- **Problema proposto**: Por favor, devolva sem nenhuma alteração a parte do texto abaixo sobre M 20 que começa com as palavras "Ela é incluída" e termina com "principal (Cr 360).".

- **Trecho do documento**:
M 20 e a Nebulosa de Porter Mason

              
             M 20 é um dos DSO´s mais famosos de todos os céus. É um conjunto de diversas estruturas como a maior parte das nebulosas galácticas. Uma das mais ricas ao alcance de pequenos telescópios. E um daqueles poucos, que havendo uma combinação favorável no tempo e no espaço, poderá apresentar algum colorido para a visão dos amadores. Ou pelo menos mimetizar isto. Pode ser efeito de seus grandes contrastes. Ao combinar luz e trevas ela faz o truque. Assim como a mais difícil de se observar “Nebulosa Cabeça de Cavalo”.  A Cabeça de Cavalo é resultado de uma nebulosa escura a frente de uma nebulosa de emissão. A mistura de IC 434, uma nebulosa de emissão, com uma nebulosa escura (B 33) é que torna possível se perceber o formato característico e que batiza a região. É um caso típico do todo sendo identificado pela parte.
                M 20 é um caso tão complexo quanto a região no entorno de Alnitak em Orion. Neste recanto de Sagitário temos uma nebulosa de emissão, uma nebulosa de reflexão, um aglomerado aberto e uma nebulosa escura bordando a paisagem. A nebulosa escura que é responsável pela aparência que nomeia a região é também uma entrada do Catalogo de nebulosas escuras organizado por Barnard (B 85).    
                Ela é incluída em diversos catálogos. Em alguns apenas a nebulosidade é o registro (Sh 2-30). Em outros se considera o aglomerado que a ilumina como sendo o alvo principal (Cr 360).  
                Algumas fontes irão atribuir a descoberta de M 20 a La Gentil. Mas é hoje opinião amplamente aceita que a observação de Gentil seja um mal-entendido e este tenha visto na verdade M 8.  Bigourdan, já no final do Sec. XIX, parece ser o responsável pela confusão.

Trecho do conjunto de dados
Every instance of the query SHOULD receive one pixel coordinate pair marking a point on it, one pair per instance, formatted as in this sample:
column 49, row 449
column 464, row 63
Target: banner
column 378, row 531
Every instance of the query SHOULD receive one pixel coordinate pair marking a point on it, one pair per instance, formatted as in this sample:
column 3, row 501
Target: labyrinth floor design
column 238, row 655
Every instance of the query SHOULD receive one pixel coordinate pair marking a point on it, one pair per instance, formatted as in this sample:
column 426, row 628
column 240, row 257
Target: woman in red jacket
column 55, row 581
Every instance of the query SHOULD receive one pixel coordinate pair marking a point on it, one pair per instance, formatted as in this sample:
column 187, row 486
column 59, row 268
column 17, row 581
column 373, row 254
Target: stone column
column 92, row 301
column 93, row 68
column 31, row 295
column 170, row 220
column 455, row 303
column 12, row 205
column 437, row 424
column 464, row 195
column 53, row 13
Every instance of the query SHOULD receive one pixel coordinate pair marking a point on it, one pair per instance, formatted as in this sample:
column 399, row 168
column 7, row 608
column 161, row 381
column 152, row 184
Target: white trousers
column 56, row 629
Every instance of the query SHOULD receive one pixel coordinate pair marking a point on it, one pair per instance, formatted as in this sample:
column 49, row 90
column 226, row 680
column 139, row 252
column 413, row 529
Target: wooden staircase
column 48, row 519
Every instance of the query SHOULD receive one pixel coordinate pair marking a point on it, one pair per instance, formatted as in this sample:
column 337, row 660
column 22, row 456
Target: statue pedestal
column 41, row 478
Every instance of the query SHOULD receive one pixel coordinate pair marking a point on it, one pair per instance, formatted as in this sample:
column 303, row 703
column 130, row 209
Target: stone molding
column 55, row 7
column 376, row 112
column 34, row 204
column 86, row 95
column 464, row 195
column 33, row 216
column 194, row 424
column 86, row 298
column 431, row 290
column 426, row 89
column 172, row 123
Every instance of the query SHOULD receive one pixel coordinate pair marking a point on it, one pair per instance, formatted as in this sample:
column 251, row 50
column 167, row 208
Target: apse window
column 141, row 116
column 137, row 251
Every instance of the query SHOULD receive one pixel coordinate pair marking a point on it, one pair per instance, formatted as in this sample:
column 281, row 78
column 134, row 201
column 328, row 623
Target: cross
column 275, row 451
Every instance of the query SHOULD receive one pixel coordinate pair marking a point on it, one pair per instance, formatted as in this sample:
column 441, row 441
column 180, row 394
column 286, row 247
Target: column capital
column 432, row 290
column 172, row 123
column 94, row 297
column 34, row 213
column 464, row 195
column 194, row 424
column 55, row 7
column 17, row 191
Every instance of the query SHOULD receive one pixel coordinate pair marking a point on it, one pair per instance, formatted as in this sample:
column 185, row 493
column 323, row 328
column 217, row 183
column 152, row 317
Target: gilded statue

- **Resposta completa**:
Ela é incluída em diversos catálogos. Em alguns apenas a nebulosidade é o registro (Sh 2-30). Em outros se considera o aglomerado que a ilumina como sendo o alvo principal (Cr 360).